(RECORDS TO PROCESS begins)

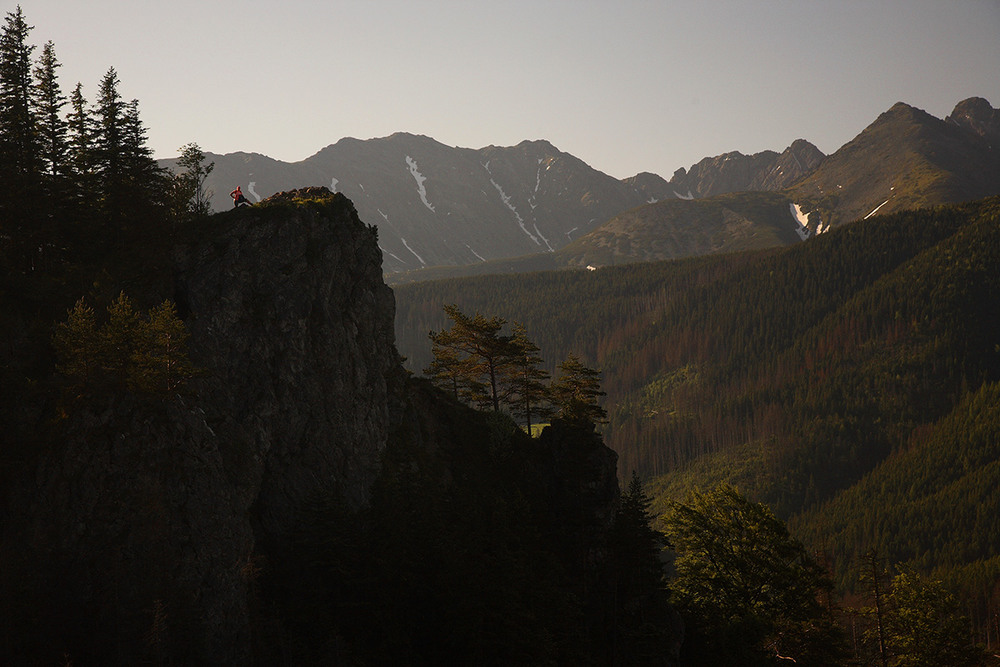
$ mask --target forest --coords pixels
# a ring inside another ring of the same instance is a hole
[[[947,579],[995,645],[998,222],[993,198],[785,249],[401,285],[397,344],[419,371],[442,303],[521,323],[601,372],[602,432],[654,514],[735,484],[841,590],[876,548]]]

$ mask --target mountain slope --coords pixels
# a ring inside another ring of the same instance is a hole
[[[622,472],[651,479],[654,510],[729,482],[829,554],[845,587],[874,546],[988,597],[997,266],[993,197],[787,248],[405,285],[397,345],[425,367],[445,303],[523,323],[550,370],[574,352],[602,371],[605,439]]]
[[[345,194],[379,228],[388,273],[549,252],[645,201],[545,141],[473,150],[397,133],[342,139],[293,164],[243,153],[206,157],[216,164],[207,186],[217,209],[230,205],[227,193],[241,183],[258,200],[304,185]]]
[[[998,134],[1000,112],[981,98],[946,120],[898,102],[788,192],[827,226],[995,195]]]
[[[624,211],[690,198],[692,189],[704,196],[782,187],[822,154],[802,140],[781,154],[728,153],[690,173],[679,170],[670,183],[655,174],[612,178],[546,141],[469,149],[406,133],[341,139],[295,163],[255,153],[206,158],[215,163],[206,186],[217,210],[230,206],[227,193],[236,185],[252,201],[305,185],[347,195],[379,228],[383,267],[392,274],[440,266],[482,271],[491,261],[553,252]],[[175,168],[176,160],[161,164]]]

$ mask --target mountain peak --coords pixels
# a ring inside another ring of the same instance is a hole
[[[982,97],[970,97],[955,105],[945,121],[971,130],[990,141],[994,146],[1000,141],[1000,109],[994,109]]]

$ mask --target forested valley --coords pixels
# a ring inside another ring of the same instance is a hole
[[[442,304],[521,323],[549,363],[601,371],[604,436],[655,514],[735,484],[842,591],[875,549],[947,580],[995,645],[997,266],[992,198],[780,250],[399,286],[398,346],[424,368]]]

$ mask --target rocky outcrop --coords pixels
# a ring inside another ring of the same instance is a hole
[[[945,121],[986,140],[990,148],[1000,150],[1000,109],[994,109],[982,97],[962,100]]]
[[[240,500],[280,541],[296,508],[357,508],[378,472],[398,368],[374,228],[325,188],[235,211],[180,268],[198,389]]]
[[[711,197],[730,192],[775,192],[811,174],[823,153],[804,139],[797,139],[781,153],[739,152],[705,158],[689,170],[678,169],[670,179],[675,197]]]
[[[375,230],[325,189],[204,224],[176,277],[194,391],[74,404],[10,494],[0,596],[24,612],[0,620],[38,644],[15,653],[247,664],[303,508],[368,499],[400,374]]]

(RECORDS TO PROCESS ends)

WHAT THIS TASK INVOLVES:
Beginning with the line that contains "peak --coords pixels", return every line through the end of the data above, exactly as written.

EXPECTED ANSWER:
$ mask --target mountain peak --coords pixels
# a ring inside another ring of the same instance is a hole
[[[982,97],[970,97],[955,105],[945,121],[971,130],[990,141],[994,146],[1000,141],[1000,109],[994,109]]]

$ mask --target forested valley --coords pixels
# a ring inside another ring of the same instance is a hole
[[[442,304],[521,323],[549,363],[601,371],[604,436],[655,514],[735,484],[842,591],[875,549],[947,580],[995,645],[997,266],[992,198],[780,250],[399,286],[398,346],[424,368]]]

$ mask --target rocky outcrop --coords pixels
# a ring inside another ring of the same instance is a hole
[[[945,121],[986,140],[990,148],[1000,150],[1000,109],[994,109],[982,97],[962,100]]]
[[[240,500],[280,541],[296,508],[357,508],[378,472],[398,368],[374,228],[325,188],[235,211],[180,268],[198,389]]]
[[[711,197],[730,192],[775,192],[811,174],[823,153],[804,139],[797,139],[781,153],[739,152],[705,158],[689,170],[678,169],[670,179],[675,197]]]
[[[375,230],[325,189],[204,224],[176,277],[194,391],[74,404],[10,494],[0,596],[24,612],[0,620],[38,644],[15,653],[247,664],[303,508],[368,499],[400,374]]]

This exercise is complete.